Tratava-se do resultado de meses de investigação jornalística sobre produtos biológicos
na Bélgica. Aconselho que assistam a este programa que está agora disponível online.
Ao longo de cerca de uma hora e 20
minutos foram apresentados indícios muitíssimo fortes de anomalias no respeito
pela legislação relacionada com a classificação de produtos biológicos. Lembro
que, de acordo com os normativos da União Europeia, para um produto poder
ostentar este título tem de respeitar um conjunto de regras, entre as quais a repartição
equitativa dos rendimentos, respeito pelos direitos dos trabalhadores, respeito
pelo bem-estar animal e não utilização de organismos geneticamente modificados.
Menciono estas regras especificamente porque, de acordo com os resultados
obtidos pelos jornalistas de investigação implicados, estão todas a ser
desrespeitadas por produtores e com o passivo beneplácito das grandes
superfícies comerciais belgas.
Alguns produtores belgas e outros
estrangeiros, com particular ênfase para os oriundos de Almeria em Espanha,
estão a contribuir ativamente para colocar dúvidas sobre a veracidade da
certificação dos produtos biológicos. Confrontadas com as provas inequívocas
dadas na reportagem, duas das grandes superfícies comprometeram-se a rever os
seus métodos e fornecedores e, posteriormente, deram nota aos jornalistas dos
resultados das suas ações. Dado parecer-me ser a forma adequada de reagir e
agir menciono os seus nomes: Carrefour e Delhaize.
Na reportagem são também sumariamente
investigadas as propriedades organoléticas e químicas de alguns destes produtos.
Fica o registo: os produtos biológicos com circuito curto (que são produzidos
localmente) são os mais saborosos, com menos poluentes e mais nutritivos e, os
piores, são os produtos alimentares não-biológicos com circuito longo (produzidos
noutro país).
Uma das pessoas entrevistadas referia
estarmos perante um período de dores de
crescimento dos produtos biológicos. Ou seja, a colossal procura dos
consumidores por produtos verdes obrigou as grandes superfícies a dispor de enormes
quantidades e isso reduziu o seu nível de exigência quanto à confirmação das
premissas que os classificam. Com o tempo, tudo irá melhorar, até porque o
consumidor assim o exigirá, referia a mesma pessoa com um bom senso que me
convenceu.
Para isso acontecer, para garantir
que os produtos chamados biológicos passem mesmo a sê-lo, será necessário
aumentar a transparência por parte dos produtores e dos vendedores. Ou seja, o
consumidor tem de poder ver para além das figuras bonitas da publicidade dos alegados
produtos biológicos. Com as novas tecnologias isso é, na realidade, facílimo. Por
exemplo, os grandes produtores de galináceos, que tantas tecnologias utilizam
para garantir a salubridade e produtividade, teriam de disponibilizar o streaming de vídeo dos aviários via
internet. Com este passo, qualquer um poderia verificar o respeito pelo
bem-estar animal. Obviamente, teriam de ser respeitadas questões relacionadas
com a proteção de dados industriais, patentes e, acima de tudo, a privacidade
de quem ali trabalhasse, mas, com alguma imaginação e engenho, tudo é possível.

**Registos de dados**
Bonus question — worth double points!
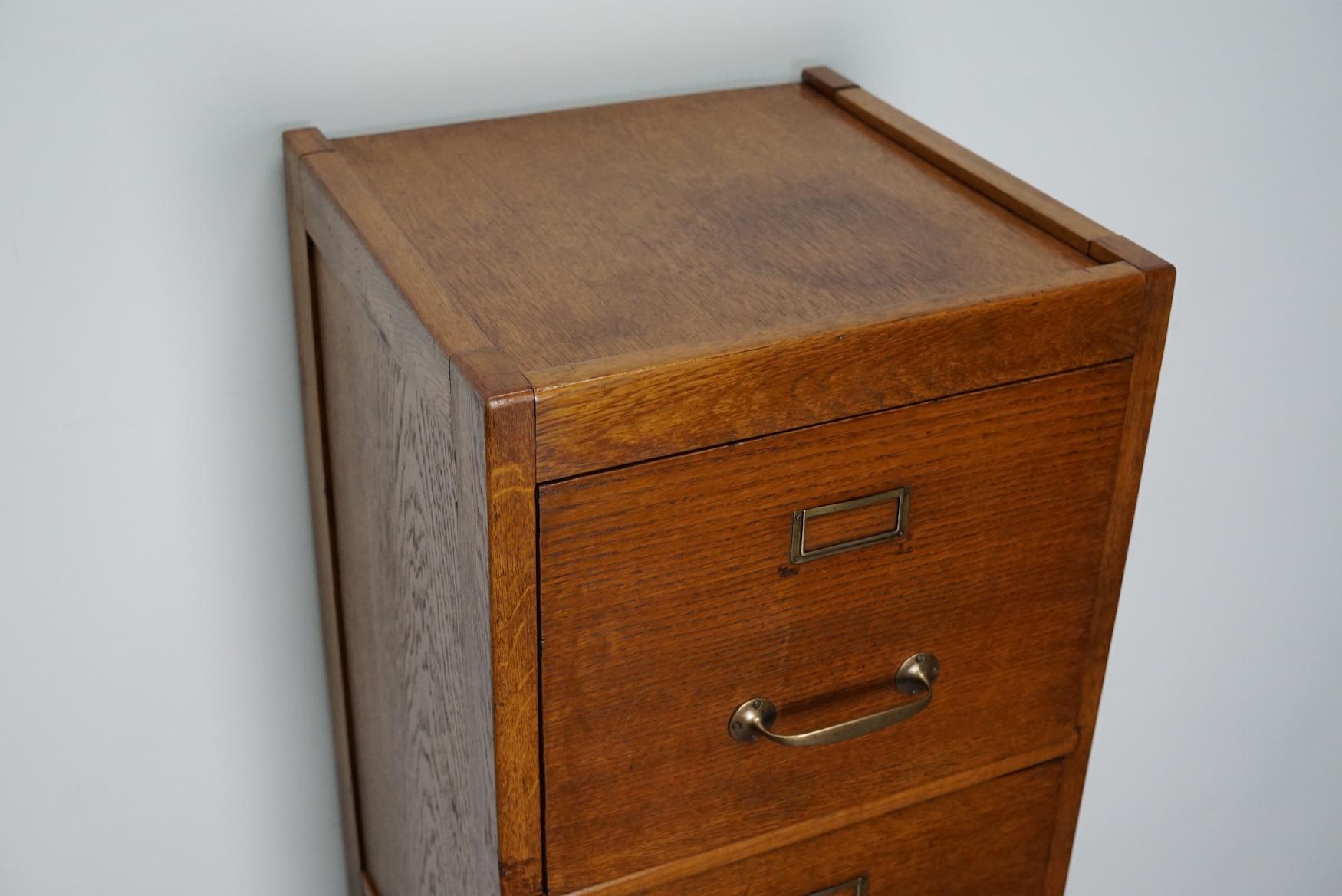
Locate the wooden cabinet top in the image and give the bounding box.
[286,68,1159,481]
[334,77,1091,370]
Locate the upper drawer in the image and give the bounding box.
[540,363,1130,894]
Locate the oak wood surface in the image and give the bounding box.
[612,762,1061,896]
[801,66,857,100]
[540,363,1130,892]
[561,734,1077,896]
[530,263,1142,481]
[834,89,1109,252]
[285,68,1173,896]
[283,127,363,896]
[454,349,545,896]
[1044,236,1174,896]
[314,255,499,896]
[333,84,1093,372]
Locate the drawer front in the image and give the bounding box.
[540,363,1130,894]
[642,762,1061,896]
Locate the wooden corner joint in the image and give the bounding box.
[283,127,336,159]
[1088,234,1174,274]
[451,347,535,406]
[801,66,857,100]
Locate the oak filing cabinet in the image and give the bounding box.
[285,68,1174,896]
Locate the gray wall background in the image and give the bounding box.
[0,0,1342,896]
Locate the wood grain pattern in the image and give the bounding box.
[530,264,1142,481]
[285,68,1173,896]
[333,84,1093,373]
[835,89,1109,252]
[612,763,1059,896]
[1044,236,1174,896]
[540,363,1130,892]
[299,145,492,363]
[454,350,545,896]
[314,255,499,896]
[566,734,1077,896]
[283,127,363,896]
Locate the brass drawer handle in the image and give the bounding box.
[792,486,909,563]
[728,653,941,747]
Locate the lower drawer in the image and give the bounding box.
[625,762,1061,896]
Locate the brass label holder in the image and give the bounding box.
[792,486,909,563]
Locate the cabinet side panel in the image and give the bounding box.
[314,254,499,896]
[1044,236,1174,896]
[285,127,363,896]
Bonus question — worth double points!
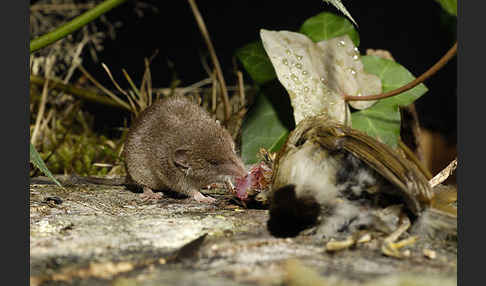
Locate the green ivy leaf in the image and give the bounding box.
[236,41,277,84]
[351,56,427,148]
[435,0,457,17]
[241,93,289,164]
[30,144,62,188]
[299,12,359,47]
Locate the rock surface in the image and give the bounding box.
[30,185,457,286]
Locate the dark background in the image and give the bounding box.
[79,0,457,142]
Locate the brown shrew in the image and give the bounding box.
[123,96,246,202]
[31,95,246,203]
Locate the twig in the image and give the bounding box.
[211,71,218,113]
[30,0,126,53]
[344,42,457,101]
[188,0,231,120]
[236,71,245,107]
[78,65,130,110]
[30,75,125,110]
[29,3,96,12]
[30,79,49,145]
[30,56,55,146]
[429,158,457,188]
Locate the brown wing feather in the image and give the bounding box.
[277,115,433,213]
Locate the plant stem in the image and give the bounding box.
[188,0,231,121]
[30,75,126,110]
[30,0,126,53]
[344,42,457,101]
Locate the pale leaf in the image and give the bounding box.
[260,30,381,125]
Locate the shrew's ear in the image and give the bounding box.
[173,147,190,169]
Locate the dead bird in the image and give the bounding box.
[268,115,456,238]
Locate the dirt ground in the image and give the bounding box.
[29,185,457,286]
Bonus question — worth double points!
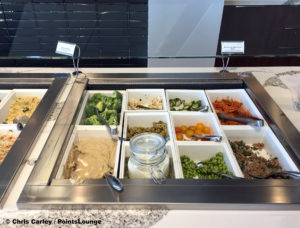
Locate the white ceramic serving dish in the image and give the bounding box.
[56,127,121,179]
[123,111,173,141]
[76,90,126,136]
[0,89,47,123]
[225,128,298,171]
[175,142,243,178]
[126,89,167,112]
[166,89,210,112]
[0,90,12,107]
[170,112,224,143]
[205,89,267,129]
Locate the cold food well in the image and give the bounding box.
[205,89,266,127]
[0,89,47,124]
[17,73,300,210]
[126,89,167,111]
[225,129,299,178]
[176,142,243,179]
[166,89,210,112]
[56,127,120,184]
[170,112,223,142]
[0,125,20,165]
[0,89,11,107]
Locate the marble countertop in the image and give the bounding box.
[0,67,300,228]
[224,0,300,5]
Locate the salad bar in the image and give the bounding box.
[0,74,67,207]
[17,73,300,209]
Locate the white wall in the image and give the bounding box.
[148,0,224,66]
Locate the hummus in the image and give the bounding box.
[62,138,117,184]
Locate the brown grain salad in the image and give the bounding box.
[230,141,287,179]
[127,121,169,139]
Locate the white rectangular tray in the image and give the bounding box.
[0,89,12,107]
[225,128,298,171]
[76,90,126,136]
[0,89,47,123]
[170,112,224,143]
[0,124,21,165]
[126,89,167,112]
[123,111,173,140]
[119,142,180,179]
[56,127,121,179]
[175,142,243,178]
[205,89,267,129]
[166,89,210,112]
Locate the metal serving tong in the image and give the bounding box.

**Requisitos da tarefa**
Repete, sem mudar nada, a parte do texto sobre produtos biológicos que começa em "Fica o registo: os" e vai até "noutro país).". Não é preciso consultar as entradas.

**Resposta à tarefa**
Fica o registo: os produtos biológicos com circuito curto (que são produzidos
localmente) são os mais saborosos, com menos poluentes e mais nutritivos e, os
piores, são os produtos alimentares não-biológicos com circuito longo (produzidos
noutro país).